* _Problem_
Count the lines in the material below that contain the string "tree". Reply with the number alone.

-- Begin --

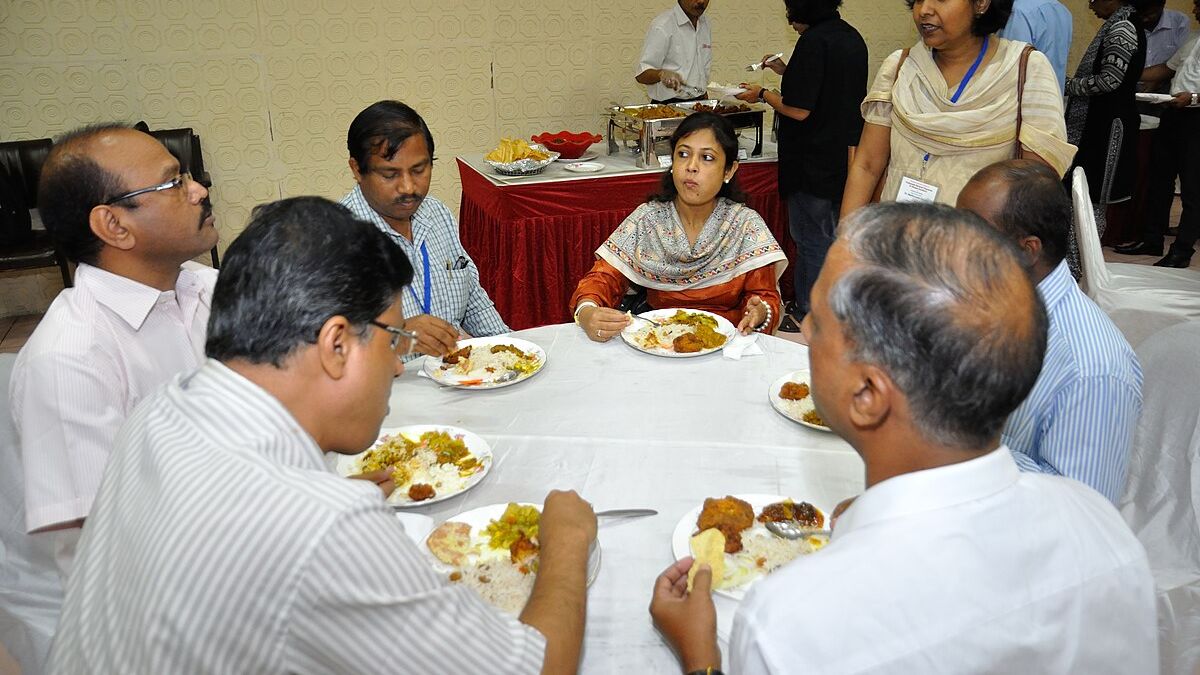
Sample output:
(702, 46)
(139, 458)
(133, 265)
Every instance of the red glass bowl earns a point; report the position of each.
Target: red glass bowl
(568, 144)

-- End --
-- Begin --

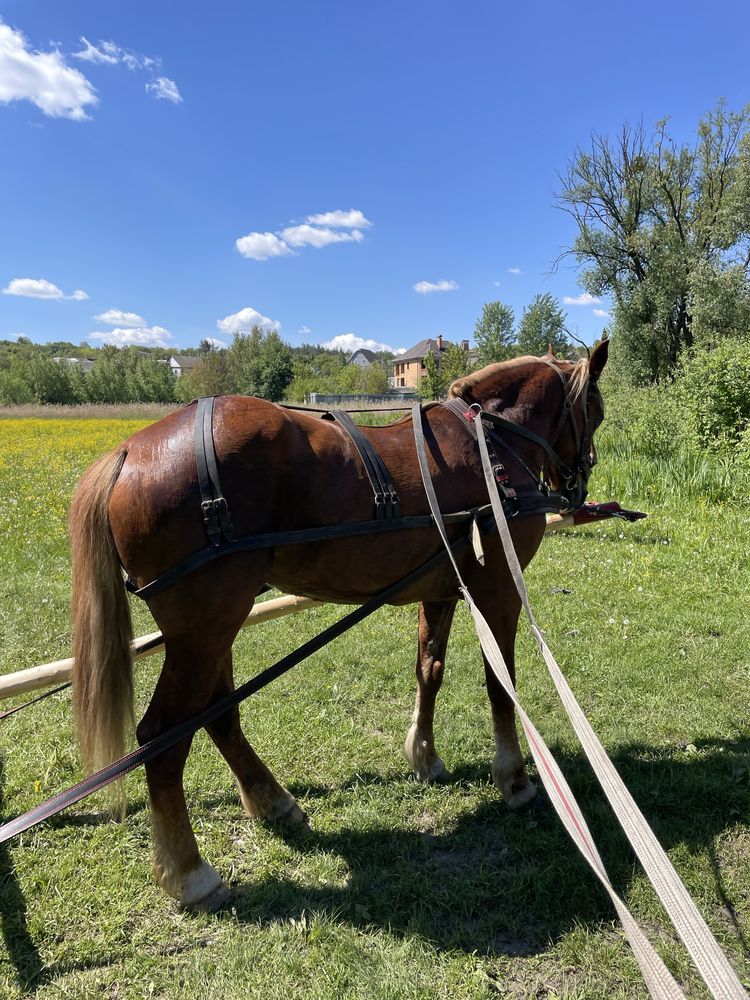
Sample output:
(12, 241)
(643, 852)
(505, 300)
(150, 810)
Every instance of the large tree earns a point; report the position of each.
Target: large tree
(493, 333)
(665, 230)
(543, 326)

-- End --
-- Begin --

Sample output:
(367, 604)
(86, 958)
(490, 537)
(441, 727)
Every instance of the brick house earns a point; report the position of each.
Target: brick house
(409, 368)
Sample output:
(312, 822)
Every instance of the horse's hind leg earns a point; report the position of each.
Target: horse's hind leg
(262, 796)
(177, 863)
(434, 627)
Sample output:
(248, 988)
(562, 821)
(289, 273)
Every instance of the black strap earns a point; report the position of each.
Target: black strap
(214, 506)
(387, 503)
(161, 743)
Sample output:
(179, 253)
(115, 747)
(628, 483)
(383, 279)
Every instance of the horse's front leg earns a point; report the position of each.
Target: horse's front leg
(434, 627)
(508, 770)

-- End --

* _Answer to this problem_
2